— SELECTION —

******

Now, what happened in the next two sets with both the backhands down the line and the inside-in forehands? Here is a graph detailing the number of backhands down the line attempted per set:
Again, what I find surprising is the first set numbers for Murray, something that the Scot couldn’t keep up in the two sets that he lost. Del Potro more or less followed the patterns he’s shown throughout his career: he would end up with just 10 attempted backhands down the line. It should be said that of those 10, at least half were either sliced backhands or passing shots. The drive two-hander down the line from Del Potro was a rarity as a regular rally shot.
However, things do get interesting when we look at the number of inside-in forehands that were attempted per set:
Here you can see the tactical progress of Juan Martín del Potro. When he wasn’t winning Ad court rallies with a mixture of his backhand slice or brutal forehands, Del Potro was forcing Murray to defend his Deuce court, which would offer Del Potro further chances to attack, given that Murray would be hard pressed to hit a deep running forehand off of a Del Potro inside-in forehand missile.
Still, you can see that Murray was hitting a fair amount of inside-in forehands himself, and that he even tried more of those shots in the third set than in either of the first two. Murray was definitely playing the right way, implementing the right gameplan. And if you look at the total match numbers for the shots I tracked, he wasn’t even making many errors with these shots:
As you can see, Murray attempted a combined 61 backhands down the line and inside-in forehands, and only made mistakes on 11 of them. That’s a success rate of 82%. So why did Andy Murray lose the match?
One clue can be found in Del Potro’s numbers: the Argentine ended up hitting far fewer backhands down the line, but he did hit one more inside-in forehand than Murray. More importantly, Del Potro’s efficiency with these shots was remarkable: the Tower of Tandil only missed two of his 34 attempts, good for a 94% success rate.
Juan Martín del Potro correctly executed all 15 inside-out forehands that he used in the second and third sets. That’s staggering. But the final clue as to why Andy Murray’s interesting and appropriate gameplan didn’t work can be found in the final match stats:
Andy Murray produced eight double faults in the match, and two of those were quite crucial: the pivotal break of serve in the second set was handed over via a double, and so was match point. You can also see that while Murray hit 60% of the winners in the match (something that is quite surprising, given the opposition), the Scot was also responsible for 64% of the unforced errors of the contest. Murray will be particularly pained to see the 19 backhand unforced errors that he leaked from the cornerstone of his baseline game: his two-handed backhand.
(Interestingly enough, Novak Djokovic would produce a similar number of backhand unforced errors in his semifinal loss to Del Potro: the World No. 1 ended with 17 backhand unforced errors).
Now, remember that Murray had an 82% success rate in the two shots I tracked, both of which are outside of the Scot’s comfort zone. This will show you that Murray’s errors came mostly from his “bread and butter” shots: cross court backhands, and cross court forehands.
This match made me think about something: I love to dream about every player implementing the perfect gameplan for every match. But what if the correct gameplan involves using shots that aren’t part of a player’s normal repertoire? Could the rest of a player’s game crumble becauseof focusing too much on unfamiliar shots?
I have no idea. But this would explain why it’s such a rarity when a player adopts a completely different gameplan than what we’re used to seeing from him or her.

******

— DATA LISTING —
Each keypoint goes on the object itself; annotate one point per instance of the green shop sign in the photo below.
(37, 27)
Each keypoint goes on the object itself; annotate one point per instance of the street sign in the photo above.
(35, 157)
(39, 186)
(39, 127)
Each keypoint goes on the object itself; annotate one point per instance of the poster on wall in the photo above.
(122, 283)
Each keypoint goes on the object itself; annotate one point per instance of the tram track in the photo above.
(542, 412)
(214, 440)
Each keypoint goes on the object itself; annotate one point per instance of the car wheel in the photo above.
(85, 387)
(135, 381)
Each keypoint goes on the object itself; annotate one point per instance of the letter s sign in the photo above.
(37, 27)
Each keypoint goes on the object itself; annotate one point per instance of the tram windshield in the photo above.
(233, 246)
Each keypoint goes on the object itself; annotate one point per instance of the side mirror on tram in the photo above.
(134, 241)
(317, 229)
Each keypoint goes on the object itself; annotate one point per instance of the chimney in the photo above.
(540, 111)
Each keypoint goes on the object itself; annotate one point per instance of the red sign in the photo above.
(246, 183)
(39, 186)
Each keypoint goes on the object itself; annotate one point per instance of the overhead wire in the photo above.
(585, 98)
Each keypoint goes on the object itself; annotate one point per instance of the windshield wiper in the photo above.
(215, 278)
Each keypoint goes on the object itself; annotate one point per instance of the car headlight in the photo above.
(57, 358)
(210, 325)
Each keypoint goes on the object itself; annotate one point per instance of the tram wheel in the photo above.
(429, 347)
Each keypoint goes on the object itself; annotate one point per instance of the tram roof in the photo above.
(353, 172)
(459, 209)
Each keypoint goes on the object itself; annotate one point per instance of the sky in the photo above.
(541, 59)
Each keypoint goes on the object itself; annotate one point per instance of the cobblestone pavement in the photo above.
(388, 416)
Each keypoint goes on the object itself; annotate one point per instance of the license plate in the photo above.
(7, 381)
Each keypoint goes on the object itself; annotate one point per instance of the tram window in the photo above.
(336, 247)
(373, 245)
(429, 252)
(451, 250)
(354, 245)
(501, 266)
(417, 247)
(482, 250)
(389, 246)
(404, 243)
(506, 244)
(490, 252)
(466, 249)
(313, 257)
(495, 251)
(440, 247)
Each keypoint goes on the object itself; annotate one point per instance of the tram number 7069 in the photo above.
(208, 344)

******

— INSTRUCTIONS —
• 1. Using the match analysis, decide whether each statement agrees with it, answering yes or no and quoting the deciding words: (a) Murray erred on 11 of his 61 combined backhands down the line and inside-in forehands; (b) Del Potro missed three of his 34 attempts with those shots; (c) Djokovic finished his semifinal with 19 backhand unforced errors.
• 2. Answer from the match analysis:
(a) How many backhands down the line did Del Potro attempt?
(b) How many double faults did Murray produce in the match?
(c) What percentage of the match's unforced errors was Murray responsible for?

— RESULTS IN ORDER —
• 1.
(a) Yes: "Murray attempted a combined 61 backhands down the line and inside-in forehands, and only made mistakes on 11 of them."
(b) No: "the Tower of Tandil only missed two of his 34 attempts"
(c) No: "the World No. 1 ended with 17 backhand unforced errors"

• 2.
(a) 10
(b) Eight
(c) 64%